## [Stated task]
Find each line in the records below that contains the string "yellow", treating case as significant, and copy every such line in full.

(Labeled shape records)

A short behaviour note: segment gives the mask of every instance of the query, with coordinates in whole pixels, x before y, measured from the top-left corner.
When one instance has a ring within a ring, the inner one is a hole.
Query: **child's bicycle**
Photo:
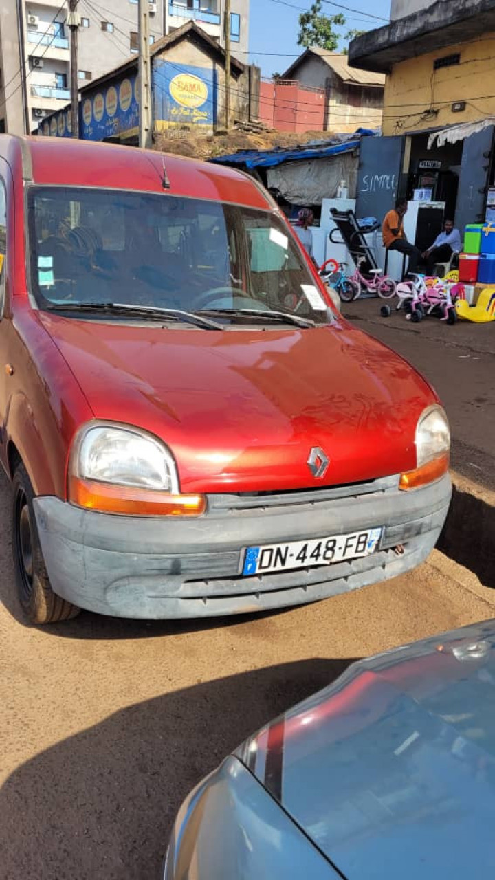
[[[356,282],[348,278],[344,271],[347,263],[337,263],[336,260],[330,258],[320,267],[320,277],[329,287],[333,287],[336,290],[344,303],[351,303],[359,296],[359,290]]]
[[[375,293],[382,299],[391,299],[392,297],[395,296],[395,282],[393,278],[389,278],[388,275],[382,275],[382,269],[370,269],[369,275],[373,275],[373,277],[370,280],[365,278],[361,273],[360,267],[366,260],[366,257],[359,257],[354,273],[349,275],[347,279],[352,282],[358,289],[358,293],[353,298],[357,299],[360,296],[363,288],[365,288],[368,293]]]

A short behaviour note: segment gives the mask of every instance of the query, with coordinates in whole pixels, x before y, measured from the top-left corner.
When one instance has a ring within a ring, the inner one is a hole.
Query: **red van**
[[[4,136],[0,263],[32,621],[294,605],[427,556],[451,495],[443,409],[333,310],[255,180]]]

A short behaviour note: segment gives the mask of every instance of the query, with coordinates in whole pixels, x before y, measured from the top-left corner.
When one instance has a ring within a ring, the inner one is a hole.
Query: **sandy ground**
[[[413,575],[262,617],[28,627],[9,501],[2,479],[2,880],[158,878],[183,797],[249,733],[356,658],[495,616],[495,593],[435,551]]]

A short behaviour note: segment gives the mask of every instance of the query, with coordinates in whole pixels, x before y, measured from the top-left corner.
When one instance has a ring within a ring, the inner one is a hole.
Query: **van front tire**
[[[34,493],[22,464],[14,472],[12,490],[12,553],[22,610],[31,623],[69,620],[80,609],[54,593],[50,586],[33,508]]]

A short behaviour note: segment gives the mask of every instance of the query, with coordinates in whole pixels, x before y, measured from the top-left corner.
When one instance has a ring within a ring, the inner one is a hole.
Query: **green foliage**
[[[334,30],[345,25],[345,16],[342,12],[336,15],[321,15],[321,0],[314,0],[307,12],[299,15],[299,33],[298,46],[310,48],[316,46],[329,52],[335,52],[340,39],[339,33]]]
[[[360,37],[363,33],[366,33],[366,31],[360,31],[358,27],[351,27],[351,30],[348,31],[347,33],[344,35],[344,39],[346,40],[348,43],[350,43],[351,40],[354,40],[355,37]],[[349,55],[349,46],[346,46],[345,48],[344,48],[342,51],[344,52],[344,55]]]

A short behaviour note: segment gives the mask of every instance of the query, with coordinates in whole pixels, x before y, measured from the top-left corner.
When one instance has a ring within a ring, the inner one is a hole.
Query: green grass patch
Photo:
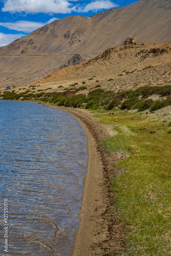
[[[102,147],[113,153],[127,152],[129,155],[117,163],[119,174],[110,188],[114,199],[110,210],[118,212],[125,227],[127,246],[124,255],[169,255],[171,138],[168,125],[143,117],[138,112],[118,111],[114,116],[108,113],[95,116],[101,118],[101,123],[119,123],[122,130],[103,141]]]

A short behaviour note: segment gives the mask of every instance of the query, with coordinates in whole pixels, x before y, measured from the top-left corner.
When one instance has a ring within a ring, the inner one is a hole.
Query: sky
[[[67,16],[89,16],[138,0],[0,1],[0,47]]]

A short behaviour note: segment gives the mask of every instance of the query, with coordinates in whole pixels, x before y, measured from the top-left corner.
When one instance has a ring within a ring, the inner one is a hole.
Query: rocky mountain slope
[[[0,48],[0,86],[28,83],[74,65],[75,54],[77,63],[129,37],[138,43],[169,43],[170,28],[170,0],[140,0],[89,17],[55,20]]]
[[[59,70],[33,84],[45,84],[55,89],[60,84],[87,81],[93,86],[111,78],[126,80],[129,74],[139,75],[159,66],[168,65],[170,70],[170,61],[171,44],[130,45],[110,48],[91,60]]]

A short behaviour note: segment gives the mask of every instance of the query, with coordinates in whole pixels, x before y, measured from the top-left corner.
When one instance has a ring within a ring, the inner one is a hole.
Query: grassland
[[[171,86],[116,93],[97,88],[86,95],[86,86],[50,93],[35,92],[34,86],[19,93],[5,90],[0,97],[89,109],[100,123],[113,125],[117,135],[102,141],[101,147],[114,157],[121,152],[129,156],[117,163],[119,174],[111,182],[113,200],[108,208],[125,227],[122,255],[171,255],[171,114],[167,111],[167,118],[151,114],[170,108]]]
[[[95,116],[118,134],[101,146],[129,154],[117,164],[120,174],[110,187],[114,199],[109,209],[117,209],[125,227],[124,255],[170,255],[171,122],[127,111],[108,114]]]

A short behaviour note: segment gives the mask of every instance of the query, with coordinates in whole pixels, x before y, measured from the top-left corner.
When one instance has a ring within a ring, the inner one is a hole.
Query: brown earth
[[[0,87],[26,84],[77,64],[75,54],[79,61],[88,60],[129,37],[137,43],[170,42],[170,0],[140,0],[91,17],[55,20],[0,48]]]
[[[39,89],[51,88],[47,92],[58,92],[78,83],[75,88],[87,87],[81,93],[85,94],[97,85],[115,92],[135,90],[170,84],[170,67],[171,44],[138,44],[111,48],[91,60],[57,71],[31,84],[40,84]]]

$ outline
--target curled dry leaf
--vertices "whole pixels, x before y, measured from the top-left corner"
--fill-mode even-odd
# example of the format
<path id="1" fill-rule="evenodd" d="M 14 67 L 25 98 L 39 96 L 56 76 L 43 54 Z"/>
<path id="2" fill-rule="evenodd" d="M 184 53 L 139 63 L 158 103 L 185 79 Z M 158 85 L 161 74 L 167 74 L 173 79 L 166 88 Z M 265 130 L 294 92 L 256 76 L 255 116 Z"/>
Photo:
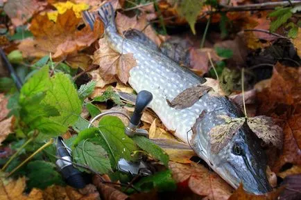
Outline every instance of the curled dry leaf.
<path id="1" fill-rule="evenodd" d="M 283 129 L 282 152 L 273 171 L 278 172 L 285 163 L 301 165 L 301 114 L 293 116 Z"/>
<path id="2" fill-rule="evenodd" d="M 180 93 L 171 102 L 166 99 L 166 102 L 171 107 L 182 109 L 191 107 L 204 94 L 211 89 L 206 85 L 197 85 L 189 87 Z"/>
<path id="3" fill-rule="evenodd" d="M 260 195 L 252 194 L 246 192 L 240 185 L 239 188 L 231 195 L 228 200 L 274 200 L 277 199 L 283 190 L 283 188 L 280 188 L 275 191 Z"/>
<path id="4" fill-rule="evenodd" d="M 101 178 L 97 176 L 93 177 L 93 184 L 96 186 L 99 193 L 102 194 L 103 199 L 123 200 L 128 197 L 128 195 L 117 189 L 103 183 Z"/>
<path id="5" fill-rule="evenodd" d="M 210 136 L 211 149 L 215 154 L 225 147 L 246 120 L 245 118 L 236 118 L 227 116 L 218 117 L 224 119 L 225 124 L 213 127 L 208 133 Z"/>
<path id="6" fill-rule="evenodd" d="M 99 48 L 94 53 L 93 63 L 99 65 L 99 75 L 107 83 L 115 82 L 117 77 L 126 84 L 130 70 L 137 65 L 132 53 L 114 51 L 105 38 L 99 39 Z"/>
<path id="7" fill-rule="evenodd" d="M 77 27 L 80 21 L 72 10 L 58 15 L 56 23 L 51 21 L 46 15 L 36 15 L 32 20 L 30 30 L 35 36 L 22 40 L 19 49 L 25 57 L 42 57 L 53 54 L 59 58 L 77 53 L 89 46 L 103 33 L 103 25 L 96 20 L 94 29 L 86 26 L 80 30 Z"/>
<path id="8" fill-rule="evenodd" d="M 282 147 L 282 129 L 273 120 L 272 118 L 260 116 L 247 118 L 250 129 L 266 144 L 272 143 L 278 149 Z"/>
<path id="9" fill-rule="evenodd" d="M 161 40 L 157 35 L 146 19 L 146 15 L 135 16 L 132 18 L 117 12 L 116 16 L 116 25 L 120 34 L 130 29 L 136 29 L 145 34 L 153 40 L 157 46 L 161 44 Z"/>
<path id="10" fill-rule="evenodd" d="M 201 165 L 169 162 L 169 169 L 177 183 L 187 183 L 192 192 L 209 199 L 225 200 L 232 192 L 232 188 L 218 174 Z"/>

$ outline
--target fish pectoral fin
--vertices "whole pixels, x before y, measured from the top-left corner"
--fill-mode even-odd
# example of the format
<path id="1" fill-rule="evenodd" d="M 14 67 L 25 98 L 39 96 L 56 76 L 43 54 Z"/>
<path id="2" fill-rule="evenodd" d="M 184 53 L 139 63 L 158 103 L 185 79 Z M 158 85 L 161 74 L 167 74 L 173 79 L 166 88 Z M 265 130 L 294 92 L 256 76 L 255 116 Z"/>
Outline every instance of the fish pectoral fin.
<path id="1" fill-rule="evenodd" d="M 144 35 L 144 33 L 137 29 L 130 28 L 123 31 L 123 34 L 124 37 L 128 39 L 146 45 L 149 48 L 153 50 L 159 50 L 158 47 L 155 43 L 153 42 L 153 40 L 149 39 L 146 35 Z"/>

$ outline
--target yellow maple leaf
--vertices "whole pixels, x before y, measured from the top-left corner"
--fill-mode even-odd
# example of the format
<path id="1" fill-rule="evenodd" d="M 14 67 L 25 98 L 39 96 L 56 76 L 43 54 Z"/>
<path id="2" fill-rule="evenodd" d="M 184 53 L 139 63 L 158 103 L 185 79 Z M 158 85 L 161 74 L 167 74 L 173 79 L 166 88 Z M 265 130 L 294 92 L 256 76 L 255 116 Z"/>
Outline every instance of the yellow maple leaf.
<path id="1" fill-rule="evenodd" d="M 89 26 L 78 30 L 80 22 L 72 10 L 59 14 L 55 23 L 46 15 L 37 15 L 29 28 L 34 39 L 22 40 L 19 49 L 24 57 L 42 57 L 51 53 L 53 58 L 64 59 L 89 46 L 103 33 L 100 20 L 95 21 L 93 31 Z"/>
<path id="2" fill-rule="evenodd" d="M 47 12 L 48 18 L 50 20 L 56 21 L 58 14 L 64 14 L 67 10 L 71 9 L 77 18 L 81 17 L 81 12 L 89 8 L 89 5 L 85 3 L 74 3 L 69 1 L 66 2 L 58 2 L 52 4 L 55 8 L 56 11 L 50 11 Z"/>

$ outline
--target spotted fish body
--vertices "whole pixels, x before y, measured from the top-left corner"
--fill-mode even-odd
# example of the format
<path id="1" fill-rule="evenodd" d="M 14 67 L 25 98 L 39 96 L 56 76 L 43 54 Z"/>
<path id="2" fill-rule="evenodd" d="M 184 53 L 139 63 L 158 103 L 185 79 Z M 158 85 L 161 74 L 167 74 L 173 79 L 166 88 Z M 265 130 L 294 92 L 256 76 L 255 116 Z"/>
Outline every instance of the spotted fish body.
<path id="1" fill-rule="evenodd" d="M 111 48 L 120 53 L 133 54 L 137 66 L 130 71 L 128 82 L 137 92 L 147 90 L 152 93 L 153 98 L 150 107 L 166 128 L 175 131 L 175 136 L 183 142 L 190 143 L 197 154 L 232 187 L 237 188 L 242 182 L 245 190 L 250 192 L 267 192 L 270 186 L 265 174 L 264 155 L 245 127 L 218 154 L 210 150 L 208 132 L 215 126 L 225 123 L 217 116 L 241 117 L 240 110 L 227 98 L 212 91 L 203 96 L 190 107 L 171 107 L 166 100 L 173 100 L 184 90 L 204 84 L 206 80 L 181 67 L 157 49 L 121 37 L 117 31 L 114 10 L 110 3 L 103 6 L 98 14 L 105 24 L 105 37 Z M 191 140 L 192 127 L 202 113 L 205 114 L 198 120 L 198 129 Z M 233 145 L 243 148 L 247 156 L 242 158 L 233 155 Z M 263 164 L 260 163 L 261 161 Z"/>

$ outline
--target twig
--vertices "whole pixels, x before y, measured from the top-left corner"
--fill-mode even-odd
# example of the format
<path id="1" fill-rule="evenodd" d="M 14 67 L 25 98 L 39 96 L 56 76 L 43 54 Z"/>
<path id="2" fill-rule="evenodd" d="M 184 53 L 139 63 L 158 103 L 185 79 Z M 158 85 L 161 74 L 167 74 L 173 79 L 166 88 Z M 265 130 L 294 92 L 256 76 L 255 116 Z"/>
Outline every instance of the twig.
<path id="1" fill-rule="evenodd" d="M 29 157 L 28 157 L 25 161 L 24 161 L 21 164 L 19 164 L 17 167 L 15 167 L 12 172 L 10 172 L 6 176 L 8 177 L 12 175 L 15 172 L 19 170 L 21 167 L 22 167 L 25 163 L 26 163 L 29 160 L 31 160 L 33 156 L 36 154 L 42 152 L 44 149 L 47 147 L 48 146 L 52 145 L 53 143 L 54 140 L 53 138 L 50 139 L 46 143 L 40 147 L 37 151 L 35 151 L 33 154 L 32 154 Z"/>
<path id="2" fill-rule="evenodd" d="M 246 109 L 246 102 L 245 102 L 244 76 L 245 76 L 245 69 L 243 67 L 243 69 L 241 69 L 241 89 L 242 89 L 242 94 L 243 94 L 243 111 L 245 112 L 245 117 L 248 118 L 247 109 Z"/>
<path id="3" fill-rule="evenodd" d="M 246 31 L 246 32 L 248 32 L 248 31 L 261 32 L 261 33 L 267 33 L 267 34 L 269 34 L 269 35 L 274 35 L 274 36 L 276 36 L 276 37 L 280 37 L 280 38 L 288 39 L 289 39 L 289 38 L 286 37 L 285 37 L 285 36 L 282 36 L 282 35 L 277 34 L 277 33 L 271 33 L 271 32 L 270 32 L 270 31 L 268 31 L 267 30 L 264 30 L 264 29 L 245 29 L 245 30 L 243 30 L 243 31 Z"/>
<path id="4" fill-rule="evenodd" d="M 204 35 L 203 35 L 202 42 L 200 42 L 200 48 L 204 47 L 205 40 L 206 39 L 207 32 L 208 31 L 209 25 L 210 24 L 211 15 L 209 17 L 208 21 L 207 21 L 206 28 L 204 30 Z"/>
<path id="5" fill-rule="evenodd" d="M 217 71 L 216 71 L 216 70 L 215 69 L 214 65 L 213 64 L 212 60 L 211 59 L 211 55 L 210 55 L 210 53 L 207 52 L 207 55 L 208 55 L 209 61 L 210 61 L 211 66 L 212 66 L 212 69 L 213 69 L 213 70 L 214 71 L 215 75 L 216 75 L 217 81 L 219 82 L 218 75 L 217 74 Z"/>
<path id="6" fill-rule="evenodd" d="M 157 0 L 157 1 L 155 1 L 155 2 L 157 3 L 157 2 L 160 1 L 161 1 L 161 0 Z M 140 4 L 140 5 L 138 5 L 138 6 L 134 6 L 134 7 L 132 7 L 132 8 L 129 8 L 123 9 L 123 11 L 132 10 L 135 10 L 135 9 L 140 8 L 141 8 L 141 7 L 144 7 L 144 6 L 147 6 L 151 5 L 151 4 L 153 4 L 153 3 L 154 3 L 154 2 L 148 2 L 148 3 L 145 3 L 145 4 Z"/>
<path id="7" fill-rule="evenodd" d="M 240 10 L 243 8 L 259 8 L 262 7 L 273 7 L 274 8 L 275 6 L 287 6 L 290 5 L 294 6 L 298 3 L 301 3 L 300 1 L 290 1 L 291 2 L 289 2 L 288 1 L 277 1 L 277 2 L 265 2 L 261 3 L 253 3 L 253 4 L 241 5 L 241 6 L 230 6 L 227 5 L 223 5 L 223 4 L 220 6 L 228 10 Z"/>

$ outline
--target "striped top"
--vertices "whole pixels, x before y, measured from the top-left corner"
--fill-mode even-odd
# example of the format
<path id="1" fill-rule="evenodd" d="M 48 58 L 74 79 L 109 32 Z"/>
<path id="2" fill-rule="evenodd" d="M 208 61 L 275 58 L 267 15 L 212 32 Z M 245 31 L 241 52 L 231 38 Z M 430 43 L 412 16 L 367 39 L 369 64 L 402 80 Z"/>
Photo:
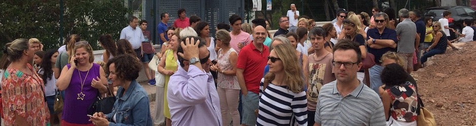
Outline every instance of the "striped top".
<path id="1" fill-rule="evenodd" d="M 361 82 L 349 95 L 341 95 L 336 81 L 321 88 L 314 120 L 321 125 L 386 125 L 379 95 Z"/>
<path id="2" fill-rule="evenodd" d="M 268 85 L 259 98 L 256 125 L 308 125 L 305 92 L 294 93 L 287 88 Z"/>

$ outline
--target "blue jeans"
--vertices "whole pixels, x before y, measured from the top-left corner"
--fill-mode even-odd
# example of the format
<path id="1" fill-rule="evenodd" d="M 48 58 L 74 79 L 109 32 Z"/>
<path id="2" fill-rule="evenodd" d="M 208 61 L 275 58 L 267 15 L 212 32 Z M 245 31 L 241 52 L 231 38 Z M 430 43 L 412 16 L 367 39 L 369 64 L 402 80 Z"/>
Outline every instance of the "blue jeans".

## [Solution to the problem]
--target yellow maple leaf
Outline every instance of the yellow maple leaf.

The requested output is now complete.